╭─ DATA EXTRACTS
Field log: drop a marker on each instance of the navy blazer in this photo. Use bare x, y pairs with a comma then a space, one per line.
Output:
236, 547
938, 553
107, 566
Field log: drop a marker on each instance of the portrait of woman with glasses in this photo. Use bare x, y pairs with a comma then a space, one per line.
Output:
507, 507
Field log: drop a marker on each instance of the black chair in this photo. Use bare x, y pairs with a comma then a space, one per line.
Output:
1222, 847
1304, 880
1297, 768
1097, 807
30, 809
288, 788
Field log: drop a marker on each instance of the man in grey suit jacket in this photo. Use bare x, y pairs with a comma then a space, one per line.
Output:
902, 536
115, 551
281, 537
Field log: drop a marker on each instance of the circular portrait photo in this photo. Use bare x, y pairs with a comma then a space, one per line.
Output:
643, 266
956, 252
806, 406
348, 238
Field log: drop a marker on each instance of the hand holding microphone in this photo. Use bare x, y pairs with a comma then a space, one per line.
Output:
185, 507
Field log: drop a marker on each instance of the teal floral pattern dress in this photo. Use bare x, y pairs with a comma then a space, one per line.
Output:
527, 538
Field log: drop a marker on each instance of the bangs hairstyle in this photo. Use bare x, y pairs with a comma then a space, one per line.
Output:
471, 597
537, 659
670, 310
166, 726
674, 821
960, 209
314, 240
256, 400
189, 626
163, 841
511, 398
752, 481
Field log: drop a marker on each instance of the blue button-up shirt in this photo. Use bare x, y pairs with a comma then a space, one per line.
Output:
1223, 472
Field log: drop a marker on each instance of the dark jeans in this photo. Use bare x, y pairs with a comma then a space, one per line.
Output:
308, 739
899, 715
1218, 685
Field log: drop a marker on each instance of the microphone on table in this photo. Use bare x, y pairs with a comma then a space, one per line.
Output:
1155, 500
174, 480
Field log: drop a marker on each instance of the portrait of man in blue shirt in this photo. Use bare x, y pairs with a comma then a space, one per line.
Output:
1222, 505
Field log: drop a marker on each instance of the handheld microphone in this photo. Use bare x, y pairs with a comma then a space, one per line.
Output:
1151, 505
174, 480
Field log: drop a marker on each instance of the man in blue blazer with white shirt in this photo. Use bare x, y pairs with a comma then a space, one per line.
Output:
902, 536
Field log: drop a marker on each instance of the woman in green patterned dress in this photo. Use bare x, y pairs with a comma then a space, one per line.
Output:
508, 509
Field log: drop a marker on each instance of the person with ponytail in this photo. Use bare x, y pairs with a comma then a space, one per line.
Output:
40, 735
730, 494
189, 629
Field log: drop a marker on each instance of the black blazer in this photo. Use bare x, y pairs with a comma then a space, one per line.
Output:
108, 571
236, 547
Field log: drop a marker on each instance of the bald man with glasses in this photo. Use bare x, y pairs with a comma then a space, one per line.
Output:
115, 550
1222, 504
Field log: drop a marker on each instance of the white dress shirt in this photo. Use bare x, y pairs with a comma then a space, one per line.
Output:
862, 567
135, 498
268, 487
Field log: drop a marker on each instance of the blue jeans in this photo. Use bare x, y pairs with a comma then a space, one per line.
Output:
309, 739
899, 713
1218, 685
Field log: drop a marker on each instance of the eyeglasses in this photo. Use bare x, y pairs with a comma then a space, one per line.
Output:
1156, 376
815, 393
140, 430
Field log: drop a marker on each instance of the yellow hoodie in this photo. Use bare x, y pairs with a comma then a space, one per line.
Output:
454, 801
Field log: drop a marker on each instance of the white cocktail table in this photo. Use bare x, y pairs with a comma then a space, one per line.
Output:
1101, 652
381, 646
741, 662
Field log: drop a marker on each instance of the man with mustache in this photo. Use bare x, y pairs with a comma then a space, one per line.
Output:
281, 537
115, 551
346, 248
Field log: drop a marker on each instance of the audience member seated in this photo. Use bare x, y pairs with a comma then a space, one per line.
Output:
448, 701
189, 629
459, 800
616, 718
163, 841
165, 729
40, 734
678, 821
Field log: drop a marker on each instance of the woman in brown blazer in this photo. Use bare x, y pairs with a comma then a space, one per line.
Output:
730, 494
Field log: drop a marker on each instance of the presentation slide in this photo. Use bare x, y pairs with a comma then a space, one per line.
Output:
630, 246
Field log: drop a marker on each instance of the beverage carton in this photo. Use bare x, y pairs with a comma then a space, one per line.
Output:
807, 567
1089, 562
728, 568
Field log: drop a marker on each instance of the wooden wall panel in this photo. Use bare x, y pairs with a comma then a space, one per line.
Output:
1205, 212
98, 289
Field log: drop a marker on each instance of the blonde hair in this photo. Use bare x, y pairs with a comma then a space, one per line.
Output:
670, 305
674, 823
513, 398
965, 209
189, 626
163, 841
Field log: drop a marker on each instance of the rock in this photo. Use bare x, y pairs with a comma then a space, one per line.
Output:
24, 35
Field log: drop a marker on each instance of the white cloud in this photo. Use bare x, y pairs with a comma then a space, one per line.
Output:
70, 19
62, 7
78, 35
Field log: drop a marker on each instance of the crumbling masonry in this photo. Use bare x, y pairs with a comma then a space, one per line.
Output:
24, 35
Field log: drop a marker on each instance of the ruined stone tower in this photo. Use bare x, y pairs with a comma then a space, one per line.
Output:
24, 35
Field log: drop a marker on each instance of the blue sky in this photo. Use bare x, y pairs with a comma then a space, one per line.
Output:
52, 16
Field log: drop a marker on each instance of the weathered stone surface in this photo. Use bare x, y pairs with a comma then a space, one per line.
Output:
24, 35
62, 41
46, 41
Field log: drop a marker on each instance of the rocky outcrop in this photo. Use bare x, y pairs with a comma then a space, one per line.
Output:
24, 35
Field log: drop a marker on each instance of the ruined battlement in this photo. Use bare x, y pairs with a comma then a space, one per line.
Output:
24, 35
╰─
> _ASSIGNMENT_:
Retype all the data, changing nothing.

> _OUTPUT OF THE TASK_:
Field log: drop a marker on each instance of the navy blazer in this photo. Use bare x, y pairs with a comma then a space, one per line.
Output:
236, 547
938, 553
107, 566
Field log: drop a marker on each instance of the portrait of woman with glasses in this photo. Use bare x, y pairs with a comma then a space, one per line.
Output:
507, 507
Field log: drop a marker on each instance of the black chair in this photo. Use bare x, y pairs with a comma then a space, one per line.
Output:
1222, 847
1304, 880
1297, 768
1097, 807
30, 809
288, 788
Field log: drop a marker on each instance of the man in grey suit jacket in this photo. Use bare x, y pairs with a comma then a space, one per line.
Output:
902, 536
115, 551
281, 537
Field log: drop a marker on each instance of the circular portrait photo in this photo. Use bare x, y pairs with a comma then a space, one per line.
Output:
643, 266
956, 252
806, 406
348, 238
Field log: drop a marker on each instance of the hand holding microphone in this photo. Use bare x, y pairs with a comma then a space, one per line.
Output:
185, 507
Field log: drop a marker on each instance of the teal floral pattern dress in this photo. Use bare x, y pairs with a comma then a space, one per line.
Output:
527, 538
Field log: drop a marker on each instance of the bangs hairstyle in this photo. Use bare x, y pairs with a comma then a space, one per line.
Output:
471, 597
537, 659
670, 310
166, 726
674, 821
960, 209
314, 240
256, 400
189, 626
163, 841
511, 398
752, 481
Field log: drop a marker on each instance of the blue button-up shirt in this photo. Use bare x, y pairs with a comma then a space, one per line.
Output:
1223, 472
Field log: drop a marker on each instance of the dark jeans in this photo. Use bare x, y pairs with a comma then a space, one per line.
Output:
308, 739
899, 715
1218, 685
Field log: drop a marker on each instance of the microphone on table in this photo. Use bare x, y pairs with a comma then a space, one per line.
Output:
1155, 500
174, 480
Field log: drop a marker on each instance of the portrait of man in blue shirt in this photo. Use bare x, y pairs with a comma then a space, one per line.
Output:
1222, 505
Field log: drop a marker on each instance of the handheld microphone in this photo. Use bare x, y pairs with a comma then a space, one per line.
Output:
1151, 505
174, 480
Field log: drop a marker on each instance of the man in blue blazer with white shirt in this photo. Use bare x, y pairs with a comma then a space, one per line.
Output:
902, 536
Field log: drop a marker on each instance of the woman in green patterned dress in this photo. Use bare x, y pairs with a comma then a space, one per line.
Output:
508, 509
Field log: drop a marker on each instance of the person with ponytail in this photo. Use bare x, y pairs with a comma then a space, one per line.
Output:
40, 735
730, 494
189, 629
Field log: drop a marker on each instance of the black blazer in this photo. Use bare x, y pairs with a comma then a space, one per line.
Output:
108, 571
236, 547
Field log: drop a marker on each instance of the bald man with glasses in this photo. Use bare x, y pairs with a comma then a space, one per line.
Output:
115, 550
1222, 504
Field log: drop a marker on each instance of the white dress shirt in this photo. Use bare x, y pairs with a comma then a space, one per line.
Output:
862, 567
135, 498
268, 487
Field log: drop a marker on each instance of the blue jeans in this photo. Use bare x, y pairs with a comma then a space, one per line.
Output:
309, 739
899, 713
1218, 685
Field log: drop a marker on each instance of the eyeglasses in this photo. Use bare x, y pairs with a comma then a space, one per line.
Output:
1156, 376
815, 393
140, 430
Field log: drop a marker on each instance of the yellow hoodie in this photo. Use bare x, y pairs with a comma then a space, one per line.
Output:
454, 801
Field log: drop a marker on each instance of the white cocktail table in this photo. Use bare x, y pairs with a comma then a space, one per line.
Output:
1101, 652
381, 646
741, 662
Field log: drop a marker on each instance of the man with mustache in this photo. Use bare x, y pairs with a comma then a space, one per line.
Output:
281, 537
115, 551
346, 248
Field log: drop a marker on each instance of the audience member seated in this photo. Use bare x, y pairs with a comma then a space, one per line.
Output:
448, 701
189, 629
459, 800
616, 718
163, 841
165, 729
40, 734
678, 821
Field log: drop a marker on each instance of the woman in brown blazer in this photo. Use bare x, y pairs with a comma then a space, one per line.
Output:
730, 494
Field log: drop a marker on each instance of the presentation slide in this photo. Use bare x, y pairs with a comma then a space, one per line.
Output:
630, 246
Field log: drop a marker on each instance of the beverage carton in this photo. Use bare x, y pairs with a comma then a space, one per line.
Output:
807, 567
1089, 562
728, 568
Field log: drop a marker on each instance of the wooden wall panel in this photo. Use bare x, y pairs with a comma then a space, one per line.
Output:
1205, 212
98, 289
Field log: drop a marker on each instance of the blonde hair in this photo. Use bare x, y pairs with a comma then a space, one per line.
Output:
670, 305
674, 823
513, 398
965, 209
189, 626
163, 841
Field log: drop a marker on each instance of the rock in this photo. Use bare x, y pairs with a comma then a space, one per line.
Output:
24, 35
Field log: drop a marker on each instance of the white cloud in this photo. Use bare x, y pairs with a comma then a space, one per line.
Output:
70, 19
62, 7
78, 35
Field log: drop a marker on each instance of the crumbling masonry in this photo. Use bare x, y pairs with a comma then a space, one per line.
Output:
24, 35
Field log: drop a marker on each instance of the ruined stone tower in this photo. Use bare x, y pairs with a comma then a space, one per line.
Output:
24, 35
Field log: drop a marker on each instance of the blue sky in this photo. Use bare x, y pairs with a comma then a space, one per line.
Output:
52, 16
Field log: drop a marker on each instance of the weathered stone surface in this photo. Use bare x, y pairs with a comma then a space, one per line.
Output:
24, 35
62, 41
46, 41
Field log: drop a marker on each instance of the rocky outcrop in this photo. Use bare x, y pairs with a comma then a space, one per line.
Output:
24, 35
Field log: drop a marker on each instance of the ruined battlement in this photo. Use bare x, y pairs with a comma then a space, one per line.
Output:
24, 35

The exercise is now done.